◆ **Passage shown**:
------------------------------------------------

Prosecute Bush-era whistleblowers for violating state secrets
Reinterpret the War Powers Resolution such that entering a war of choice without a Congressional declaration is permissible
Enter and prosecute such a war
Institutionalize naked scanners and intrusive full body pat-downs in major American airports
Oversee a planned expansion of TSA so that its agents are already beginning to patrol American highways, train stations, and bus depots
Wage an undeclared drone war on numerous Muslim countries that delegates to the CIA the final call about some strikes that put civilians in jeopardy
Invoke the state-secrets privilege to dismiss lawsuits brought by civil-liberties organizations on dubious technicalities rather than litigating them on the merits
Preside over federal raids on medical marijuana dispensaries
Attempt to negotiate an extension of American troops in Iraq beyond 2011 (an effort that thankfully failed)
Reauthorize the Patriot Act
Select an economic team mostly made up of former and future financial executives from Wall Street firms that played major roles in the financial crisis.
His civil liberties record is one of the worst in history. George Washington University law professor Jonathan Turley, writing in the Los Angels Times, wrote:
Civil libertarians have long had a dysfunctional relationship with the Democratic Party, which treats them as a captive voting bloc with nowhere else to turn in elections. Not even this history, however, prepared civil libertarians for Obama.… Many were questioning the extreme measures taken by the Bush administration, especially after the disclosure of abuses and illegalities.

------------------------------------------------

◆ **Provided data**:
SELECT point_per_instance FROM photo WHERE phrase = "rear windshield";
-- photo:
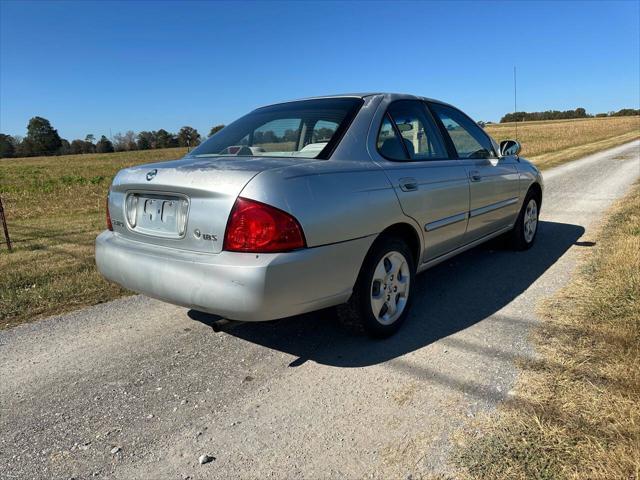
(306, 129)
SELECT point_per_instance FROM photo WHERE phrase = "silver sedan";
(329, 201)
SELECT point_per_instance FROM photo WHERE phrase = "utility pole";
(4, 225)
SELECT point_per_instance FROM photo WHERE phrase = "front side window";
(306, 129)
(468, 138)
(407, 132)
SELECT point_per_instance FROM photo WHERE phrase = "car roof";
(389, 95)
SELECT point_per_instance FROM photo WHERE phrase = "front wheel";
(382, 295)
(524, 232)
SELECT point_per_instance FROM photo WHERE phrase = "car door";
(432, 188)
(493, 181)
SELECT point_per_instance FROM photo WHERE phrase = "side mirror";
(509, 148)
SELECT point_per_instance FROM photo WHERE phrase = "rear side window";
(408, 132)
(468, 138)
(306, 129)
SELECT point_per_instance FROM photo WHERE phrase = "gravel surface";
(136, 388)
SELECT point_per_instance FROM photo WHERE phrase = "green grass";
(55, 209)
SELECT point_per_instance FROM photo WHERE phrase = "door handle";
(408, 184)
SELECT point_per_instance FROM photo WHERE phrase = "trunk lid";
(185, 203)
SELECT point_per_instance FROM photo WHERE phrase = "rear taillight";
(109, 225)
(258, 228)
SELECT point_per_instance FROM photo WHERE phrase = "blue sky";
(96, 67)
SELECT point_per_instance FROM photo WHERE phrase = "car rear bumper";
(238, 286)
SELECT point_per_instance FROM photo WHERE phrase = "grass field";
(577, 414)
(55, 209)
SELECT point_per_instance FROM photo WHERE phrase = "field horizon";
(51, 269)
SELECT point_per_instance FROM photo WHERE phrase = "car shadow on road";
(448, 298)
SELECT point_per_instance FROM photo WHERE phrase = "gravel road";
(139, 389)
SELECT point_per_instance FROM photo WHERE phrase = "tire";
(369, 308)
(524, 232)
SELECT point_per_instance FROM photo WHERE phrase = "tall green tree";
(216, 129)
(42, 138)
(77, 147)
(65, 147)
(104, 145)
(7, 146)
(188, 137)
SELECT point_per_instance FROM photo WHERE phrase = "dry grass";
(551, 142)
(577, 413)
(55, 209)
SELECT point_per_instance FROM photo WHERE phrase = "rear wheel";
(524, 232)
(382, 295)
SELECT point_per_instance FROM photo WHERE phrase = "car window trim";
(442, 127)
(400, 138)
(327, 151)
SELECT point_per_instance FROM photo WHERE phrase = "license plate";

------------------------------------------------

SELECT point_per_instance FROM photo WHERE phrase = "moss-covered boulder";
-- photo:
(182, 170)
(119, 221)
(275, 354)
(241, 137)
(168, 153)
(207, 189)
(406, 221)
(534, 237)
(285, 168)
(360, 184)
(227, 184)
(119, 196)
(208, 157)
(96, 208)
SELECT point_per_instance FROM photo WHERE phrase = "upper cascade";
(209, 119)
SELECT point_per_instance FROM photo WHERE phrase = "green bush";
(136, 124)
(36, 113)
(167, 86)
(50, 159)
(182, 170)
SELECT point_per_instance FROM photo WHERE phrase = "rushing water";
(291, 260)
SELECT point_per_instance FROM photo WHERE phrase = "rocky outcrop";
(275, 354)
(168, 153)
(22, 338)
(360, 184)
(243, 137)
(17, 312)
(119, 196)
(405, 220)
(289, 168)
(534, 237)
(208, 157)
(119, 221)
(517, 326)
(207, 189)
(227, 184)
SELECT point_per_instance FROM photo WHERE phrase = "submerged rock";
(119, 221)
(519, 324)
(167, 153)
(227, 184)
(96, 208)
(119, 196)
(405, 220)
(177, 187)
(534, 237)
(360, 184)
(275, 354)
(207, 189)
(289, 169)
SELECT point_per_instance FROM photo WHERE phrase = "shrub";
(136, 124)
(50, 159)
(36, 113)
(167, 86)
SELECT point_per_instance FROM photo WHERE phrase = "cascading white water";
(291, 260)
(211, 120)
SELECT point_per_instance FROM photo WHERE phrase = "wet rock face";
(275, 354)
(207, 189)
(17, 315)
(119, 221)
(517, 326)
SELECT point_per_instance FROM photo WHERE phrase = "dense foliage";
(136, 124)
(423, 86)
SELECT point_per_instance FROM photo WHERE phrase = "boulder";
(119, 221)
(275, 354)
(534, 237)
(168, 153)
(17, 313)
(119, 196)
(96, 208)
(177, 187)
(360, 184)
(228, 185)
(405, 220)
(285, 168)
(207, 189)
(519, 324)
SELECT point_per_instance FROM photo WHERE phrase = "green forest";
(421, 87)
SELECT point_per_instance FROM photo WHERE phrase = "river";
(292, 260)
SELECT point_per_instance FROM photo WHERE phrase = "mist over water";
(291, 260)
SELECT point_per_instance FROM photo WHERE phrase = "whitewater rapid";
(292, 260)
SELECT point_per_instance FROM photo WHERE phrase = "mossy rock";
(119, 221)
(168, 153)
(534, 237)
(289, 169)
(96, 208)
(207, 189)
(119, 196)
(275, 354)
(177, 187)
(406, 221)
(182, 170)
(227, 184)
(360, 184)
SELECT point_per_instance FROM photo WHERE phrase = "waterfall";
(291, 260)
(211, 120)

------------------------------------------------

◆ **Tasks**:
**A.** Do the following statements agree with the civil-liberties passage? Answer yes or no for each and quote the deciding words. (i) The attempt to keep American troops in Iraq beyond 2011 succeeded. (ii) Jonathan Turley is identified as a law professor at George Washington University. (iii) The drone war leaves the final call about some strikes to the CIA.
**B.** Extend the civil-liberties passage with the next few sentences, picking up after its final sentence.

◆ **Written responses**:
**A.**
(i) No: "an effort that thankfully failed"
(ii) Yes: "George Washington University law professor Jonathan Turley"
(iii) Yes: "delegates to the CIA the final call about some strikes"

**B.**
…
However, President Obama not only retained the controversial Bush policies, he expanded on them. The earliest, and most startling, move came quickly. Soon after his election, various military and political figures reported that Obama reportedly promised Bush officials in private that no one would be investigated or prosecuted for torture. In his first year, Obama made good on that promise, announcing that no CIA employee would be prosecuted for torture. Later, his administration refused to prosecute any of the Bush officials responsible for ordering or justifying the program and embraced the “just following orders” defense for other officials, the very defense rejected by the United States at the Nuremberg trials after World War II.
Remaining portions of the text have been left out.